What you need to do ::
Nothing may be left out of the listing below but its images; repeat the rest exactly.

Provided records ::
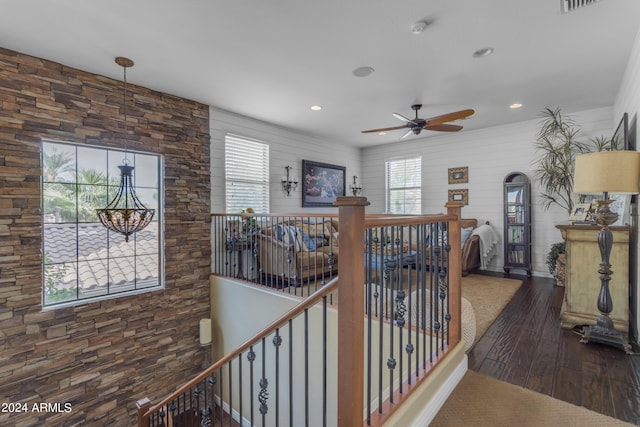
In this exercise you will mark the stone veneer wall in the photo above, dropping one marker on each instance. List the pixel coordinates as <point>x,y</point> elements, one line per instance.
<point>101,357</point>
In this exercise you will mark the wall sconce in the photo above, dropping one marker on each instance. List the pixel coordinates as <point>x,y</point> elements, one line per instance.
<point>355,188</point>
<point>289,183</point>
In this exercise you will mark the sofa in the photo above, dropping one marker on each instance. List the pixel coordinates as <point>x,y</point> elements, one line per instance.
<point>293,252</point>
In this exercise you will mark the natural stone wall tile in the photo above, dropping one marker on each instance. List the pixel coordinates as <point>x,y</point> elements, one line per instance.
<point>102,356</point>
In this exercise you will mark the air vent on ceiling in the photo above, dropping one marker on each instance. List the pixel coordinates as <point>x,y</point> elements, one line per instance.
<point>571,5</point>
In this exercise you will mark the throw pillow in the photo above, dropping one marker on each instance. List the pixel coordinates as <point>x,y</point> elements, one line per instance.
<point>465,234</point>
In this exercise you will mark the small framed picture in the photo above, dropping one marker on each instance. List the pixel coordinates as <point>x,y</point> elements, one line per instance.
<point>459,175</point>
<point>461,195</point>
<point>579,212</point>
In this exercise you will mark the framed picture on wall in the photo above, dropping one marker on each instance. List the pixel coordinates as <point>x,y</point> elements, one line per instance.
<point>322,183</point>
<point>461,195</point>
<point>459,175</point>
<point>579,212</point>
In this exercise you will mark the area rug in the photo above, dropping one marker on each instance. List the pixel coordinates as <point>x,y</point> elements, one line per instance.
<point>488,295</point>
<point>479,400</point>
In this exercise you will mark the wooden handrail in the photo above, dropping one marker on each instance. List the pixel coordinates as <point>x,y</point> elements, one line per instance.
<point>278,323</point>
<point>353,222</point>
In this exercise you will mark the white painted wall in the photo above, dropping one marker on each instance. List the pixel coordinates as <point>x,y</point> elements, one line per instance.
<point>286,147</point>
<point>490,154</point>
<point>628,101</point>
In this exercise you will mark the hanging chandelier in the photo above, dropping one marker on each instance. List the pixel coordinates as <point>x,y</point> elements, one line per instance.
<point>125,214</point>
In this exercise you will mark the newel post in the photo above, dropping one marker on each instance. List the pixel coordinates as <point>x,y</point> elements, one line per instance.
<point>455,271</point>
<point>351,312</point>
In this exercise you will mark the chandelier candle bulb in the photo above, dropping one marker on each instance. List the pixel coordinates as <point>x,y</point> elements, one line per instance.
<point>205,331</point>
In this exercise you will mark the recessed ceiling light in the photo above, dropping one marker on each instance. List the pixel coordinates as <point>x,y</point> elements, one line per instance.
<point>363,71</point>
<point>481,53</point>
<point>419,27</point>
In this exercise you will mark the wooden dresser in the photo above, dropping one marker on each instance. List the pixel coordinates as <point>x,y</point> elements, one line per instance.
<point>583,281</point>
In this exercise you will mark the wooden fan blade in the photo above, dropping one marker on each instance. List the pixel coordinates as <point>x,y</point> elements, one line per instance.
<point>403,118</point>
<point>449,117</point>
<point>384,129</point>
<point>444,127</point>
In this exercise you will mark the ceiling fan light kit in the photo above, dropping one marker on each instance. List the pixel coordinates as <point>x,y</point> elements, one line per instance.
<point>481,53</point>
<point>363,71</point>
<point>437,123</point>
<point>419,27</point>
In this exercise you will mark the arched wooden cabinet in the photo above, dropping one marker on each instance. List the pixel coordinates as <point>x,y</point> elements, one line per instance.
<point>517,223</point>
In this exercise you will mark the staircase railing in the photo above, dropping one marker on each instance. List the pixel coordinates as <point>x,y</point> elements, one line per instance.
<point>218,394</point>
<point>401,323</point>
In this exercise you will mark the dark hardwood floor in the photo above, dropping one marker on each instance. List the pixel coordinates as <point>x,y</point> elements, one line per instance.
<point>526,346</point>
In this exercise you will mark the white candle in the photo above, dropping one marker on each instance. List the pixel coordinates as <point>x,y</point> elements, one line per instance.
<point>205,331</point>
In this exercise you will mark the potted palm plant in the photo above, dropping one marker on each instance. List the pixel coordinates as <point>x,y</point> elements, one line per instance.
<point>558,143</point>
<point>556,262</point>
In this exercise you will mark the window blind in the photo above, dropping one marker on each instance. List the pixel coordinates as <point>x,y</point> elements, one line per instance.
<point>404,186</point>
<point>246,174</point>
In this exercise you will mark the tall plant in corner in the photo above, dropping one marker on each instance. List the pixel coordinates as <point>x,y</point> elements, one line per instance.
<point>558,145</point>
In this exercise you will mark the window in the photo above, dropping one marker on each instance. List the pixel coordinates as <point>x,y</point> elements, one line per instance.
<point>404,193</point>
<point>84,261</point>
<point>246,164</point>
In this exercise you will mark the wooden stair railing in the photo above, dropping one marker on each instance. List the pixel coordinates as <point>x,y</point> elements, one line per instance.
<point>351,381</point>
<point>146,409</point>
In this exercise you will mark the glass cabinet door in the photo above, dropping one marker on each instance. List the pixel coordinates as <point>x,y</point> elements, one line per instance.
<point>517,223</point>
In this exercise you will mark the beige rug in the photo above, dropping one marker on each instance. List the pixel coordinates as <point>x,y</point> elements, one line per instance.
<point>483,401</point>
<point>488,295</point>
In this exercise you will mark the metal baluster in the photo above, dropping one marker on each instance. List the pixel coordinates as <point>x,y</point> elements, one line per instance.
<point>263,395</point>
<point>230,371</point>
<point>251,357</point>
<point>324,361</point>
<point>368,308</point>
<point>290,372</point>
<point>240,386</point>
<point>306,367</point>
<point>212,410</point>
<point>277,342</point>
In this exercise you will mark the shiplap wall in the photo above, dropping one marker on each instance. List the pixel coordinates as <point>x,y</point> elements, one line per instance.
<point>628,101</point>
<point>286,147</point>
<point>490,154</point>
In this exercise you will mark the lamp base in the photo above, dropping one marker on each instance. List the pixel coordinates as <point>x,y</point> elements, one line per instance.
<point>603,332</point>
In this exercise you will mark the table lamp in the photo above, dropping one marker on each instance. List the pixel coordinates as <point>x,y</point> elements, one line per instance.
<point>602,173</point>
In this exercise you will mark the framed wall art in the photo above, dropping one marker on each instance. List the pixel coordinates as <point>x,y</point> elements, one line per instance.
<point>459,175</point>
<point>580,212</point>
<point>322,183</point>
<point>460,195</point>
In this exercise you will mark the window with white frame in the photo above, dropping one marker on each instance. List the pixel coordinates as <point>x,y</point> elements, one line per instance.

Response ::
In this exercise you will mark the stone veneer wall in the photo above, dropping one marker on each instance. List the pixel coordinates as <point>x,y</point> elements, one line per instance.
<point>101,357</point>
In this exercise you will mark the wall sconce in the photo above, dropping one marker on each instance. List the pixel coordinates as <point>x,y</point> elements, one line per instance.
<point>355,188</point>
<point>289,183</point>
In this exercise you will mark the sofa in the photo above, dropping one marker on each instance. List the pixel coordinates as <point>x,y</point> elements, one line per instance.
<point>293,252</point>
In this exercise you will mark the natural stone wall tile in the photo above, dropping one marker on each instance. List the pixel coordinates as <point>x,y</point> elements, one line per instance.
<point>102,356</point>
In this exercise you will mark the air vent on ceiling in the photo above, dropping one marker on each instance. List the pixel coordinates as <point>x,y</point> elements, one line per instance.
<point>571,5</point>
In this exercise you will mark the throw pillow in the photo above, dropping one marker on each instance. List the pixel coordinates as <point>x,y</point> elements, one line per instance.
<point>465,234</point>
In this exercise you will mark the small framed picture in the photo above, dropping one marker on each instance. List the pixel coordinates as <point>x,y</point> elements, one line per instance.
<point>459,175</point>
<point>461,195</point>
<point>579,212</point>
In this exercise you will mark the framed picture on wall in the photo above, dropping one marker on each instance. List the pixel coordinates as <point>x,y</point> elements, one line per instance.
<point>322,183</point>
<point>461,195</point>
<point>459,175</point>
<point>579,212</point>
In this exercise you will mark the area rug in the photo above, dropping one marker on each instance. List the pixel coordinates as <point>x,y</point> elements, one line per instance.
<point>488,295</point>
<point>479,400</point>
In this exercise you will mark the wooden handrail in the photo above, dropping one marker on each instance. List the pixel coordinates as <point>x,y</point> elements, one line per instance.
<point>278,323</point>
<point>353,222</point>
In this exercise you will mark the white painted wall in the photo above, dropping one marker on each instance. List the pixel coordinates as <point>x,y</point> elements, one line per instance.
<point>286,147</point>
<point>490,154</point>
<point>628,101</point>
In this exercise you will mark the hanging chandelier in the photo above, dropping one marker on each instance. List the pixel coordinates as <point>x,y</point> elements, one line per instance.
<point>125,214</point>
In this exercise you will mark the newel post in the photo above, dropping one marker on each instance. List the pixel coordinates as <point>x,y</point> elements, one line per instance.
<point>455,271</point>
<point>351,312</point>
In this exercise you will mark the chandelier candle bulb in the photo above, dropping one marker on each instance. List the pixel coordinates as <point>x,y</point> elements, one line per instance.
<point>205,331</point>
In this exercise you will mark the recessed ceiling light in the photo above, dropping one marker on each instance. List the pixel coordinates as <point>x,y</point> elements, one line per instance.
<point>363,71</point>
<point>481,53</point>
<point>419,27</point>
In this exercise you will mark the wooden dresser in the photo above, dropping one marker on each instance. List the pixel coordinates as <point>x,y</point> elements, one line per instance.
<point>583,281</point>
In this exercise you will mark the wooden fan blade in the photo above, dropping one marker on each instance. List the pixel coordinates as <point>x,y</point> elements, one line per instance.
<point>403,118</point>
<point>449,117</point>
<point>384,129</point>
<point>444,127</point>
In this exercise you will mark the ceiling fan light kit in the photo above, dropping one marker on each instance. List the pixel coordinates as <point>x,y</point> elements, one line per instance.
<point>481,53</point>
<point>363,71</point>
<point>437,123</point>
<point>419,27</point>
In this exercise you will mark the arched wooden cabinet in the photo above, dropping one marker on each instance. List the pixel coordinates as <point>x,y</point> elements, one line per instance.
<point>517,223</point>
In this exercise you will mark the staircase railing in the photo above, dropping one marker on each instance. List the pixel coordinates as <point>x,y</point> elements, one line per instance.
<point>218,394</point>
<point>401,323</point>
In this exercise you will mark the dark hardwood floor in the photo above, dropping one marker on each instance. List the pixel coordinates as <point>x,y</point> elements, one line per instance.
<point>526,346</point>
In this exercise you will mark the white candle in the photo above, dropping one marker on each instance. List the pixel coordinates as <point>x,y</point> elements, one line per instance.
<point>205,331</point>
In this exercise you will mark the potted palm plant in the photo above, dropping one marker on each instance. List the pixel coordinates as <point>x,y</point> elements, one line per instance.
<point>558,143</point>
<point>556,262</point>
In this exercise you will mark the window blind in the photo above, dropping one marker on each instance. List the pixel coordinates as <point>x,y</point> elements, one line per instance.
<point>404,186</point>
<point>246,174</point>
In this exercise you will mark the tall plant in corner in the photo above, dropping one marker on each instance. List the pixel coordinates as <point>x,y</point> elements, one line per instance.
<point>558,145</point>
In this exercise you will mark the window in the photo above, dropping one marker on each instance. List the pixel coordinates as <point>x,y</point> elements, one line per instance.
<point>404,193</point>
<point>84,261</point>
<point>246,164</point>
In this exercise you will mark the wooden stair railing in the photo above, dropping one marker on each instance. List the pixel coordinates as <point>x,y</point> elements, one line per instance.
<point>351,381</point>
<point>146,409</point>
In this exercise you will mark the glass cabinet door in the photo above, dropping one marker on each instance. List the pixel coordinates as <point>x,y</point> elements, one line per instance.
<point>517,223</point>
In this exercise you will mark the beige rug in the photo above, dropping one marker on each instance. List the pixel coordinates as <point>x,y</point> elements, one line per instance.
<point>483,401</point>
<point>488,295</point>
In this exercise you will mark the metal baluster in the photo above, dropping one marker on each instance. List the pixel coordinates as <point>x,y</point> elements, one line per instance.
<point>263,395</point>
<point>230,371</point>
<point>251,357</point>
<point>324,361</point>
<point>368,308</point>
<point>290,372</point>
<point>240,386</point>
<point>306,367</point>
<point>212,410</point>
<point>277,342</point>
In this exercise you will mark the shiplap wall in the photo above, dropping one marker on each instance. List the pixel coordinates as <point>x,y</point> elements, one line per instance.
<point>628,101</point>
<point>286,147</point>
<point>490,154</point>
In this exercise you will mark the lamp base in the photo above, dropping one marker on each instance. List the pixel coordinates as <point>x,y</point> elements, one line per instance.
<point>603,332</point>
In this exercise you will mark the table lamp in the photo above, dropping one marker on each instance. List the pixel coordinates as <point>x,y</point> elements, one line per instance.
<point>602,173</point>
In this exercise you will mark the framed wall art in the photo above, dropping one marker on each instance. List the pixel coordinates as <point>x,y</point> elements, one line per instance.
<point>459,175</point>
<point>580,212</point>
<point>322,183</point>
<point>460,195</point>
In this exercise you will mark the window with white frame in the photo above, dropping one marker on each instance. List the pixel coordinates as <point>x,y</point> elements, one line per instance.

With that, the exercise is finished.